Reflections, Visions, and Challenges: Discussions of the 20thAnniversary of the James H. and Mary B. Quello Center
On 12 April 2018, the Quello Center celebrated the 20thAnniversary of its founding with an open house at the Center and forum that engaged friends and associates of the Center in reflecting on its past and future with short presentations on key challenges on the road ahead.
The day was similar to many academic events in showcasing informative presentations about the issues of policy and regulation in the digital age, but unusual in creating a stronger sense of responsibility to ensure the realization and continuation of James Quello’s dream for his Center. It is difficult to convey the personal stories and presentations that led to such a powerful outcome of this event, but the following points of summary and conclusion seek to capture key aspects of each session and the day as a whole.
The Welcome and Introduction
The Director of the Quello Center, Professor Bill Dutton, welcomed everyone to the forum, outlining the plan for the day. Dutton noted the context that Mark Zuckerberg provided over the two previous days of testimony to the U.S. Congress about the issues facing Facebook. The Facebook fiasco illustrated so well the degree that there is an absence of clear and appropriate policy and regulatory approaches to the issues facing the Internet, social media and related media, information, and communication technologies of the digital age. The mission of the Quello Center – to stimulate and inform policy and regulation for the digital age – is clearly of value in the present and foreseeable context. The public and politicians are asking for something to be done to protect privacy and other key values, but we lack appropriate models for accomplishing their aims.
Bill Dutton introduced the Chair of the Quello Center’s Advisory Board, Brian Fontes, who is the CEO of the National Emergency Number Association since 2008. Fontes was on Commissioner Quello’s staff at the FCC well before the Center was established and has served as the Chair of its Advisory Board since its inception. He spoke of the commitment and personality of Jim Quello, and conveyed the early steps in establishing the Center. An initial contribution from John Kluge was discussed as a contribution to creating a Chair at MSU in honor of Jim and Mary Quello. It was discussion of the chair with MSU Dean James Spaniolo and others that led to the larger idea of a Chair associated with a Center in their name. Fontes ended by thanking everyone for joining the forum, and introduced Susan Quello, the granddaughter of Jim and Mary.
Susan Quello, herself a researcher at the Scripps Institute in La Jolla, California, conveyed the loyalty and love of MSU that was held by her grandparents, who met while students at MSU. She was able to communicate the depth of their commitment to the university, and the pride they felt in the establishment of the Center in their names for perpetuity. She reminded the attendees of Jim Quello’s compulsive drive to succeed and that her grandfather lived and breathed for broadcasting and broadcasting regulation. Susan Quello concluded with a definition of success to describe her grandfather, “when you wake up every morning, however old or young, and bound out of bed because there is something out there that you love to do. Something that you believe in, that you’re good at. Something bigger than you are, and you can hardly wait to get out and begin today.”

—————

## REQUEST A
In the anniversary account, why did Dutton consider the Quello Center's mission clearly valuable at that moment? Answer in one to three sentences.
## REQUEST B
Reproduce the anniversary account from "The day was" up to and including "as a whole.".
The rows after this point are separate material, unconnected to the anniversary account.

[Extracted rows]
—————

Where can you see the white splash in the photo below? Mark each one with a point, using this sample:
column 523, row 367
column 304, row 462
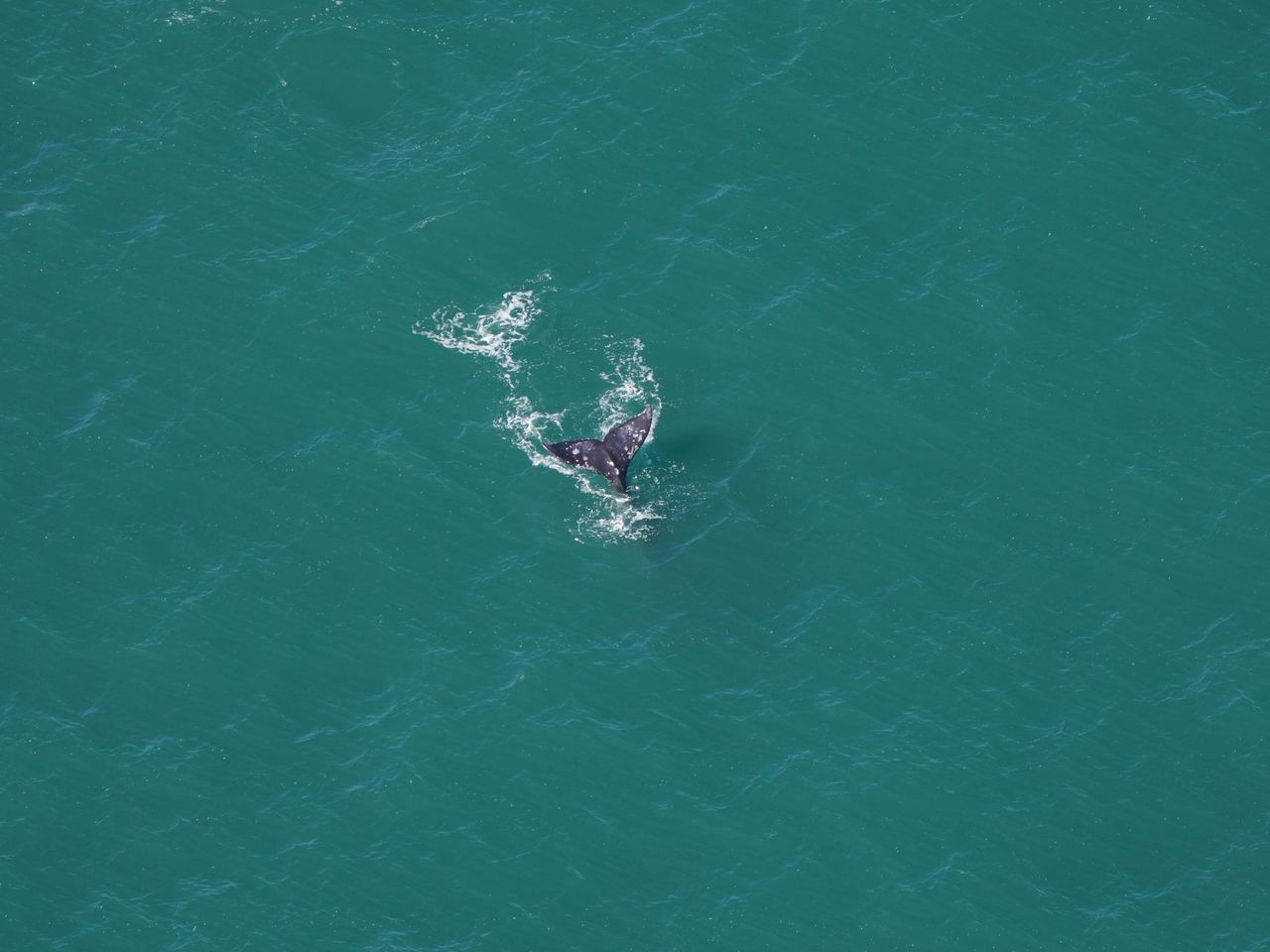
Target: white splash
column 493, row 334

—————

## FINISHED ANSWER A
The Facebook fiasco, discussed in Zuckerberg's congressional testimony, showed how clear and appropriate policy and regulatory approaches to the Internet, social media and related technologies were missing. The public and politicians were asking for action to protect privacy and other key values, but appropriate models for doing so were lacking.

## FINISHED ANSWER B
The day was similar to many academic events in showcasing informative presentations about the issues of policy and regulation in the digital age, but unusual in creating a stronger sense of responsibility to ensure the realization and continuation of James Quello’s dream for his Center. It is difficult to convey the personal stories and presentations that led to such a powerful outcome of this event, but the following points of summary and conclusion seek to capture key aspects of each session and the day as a whole.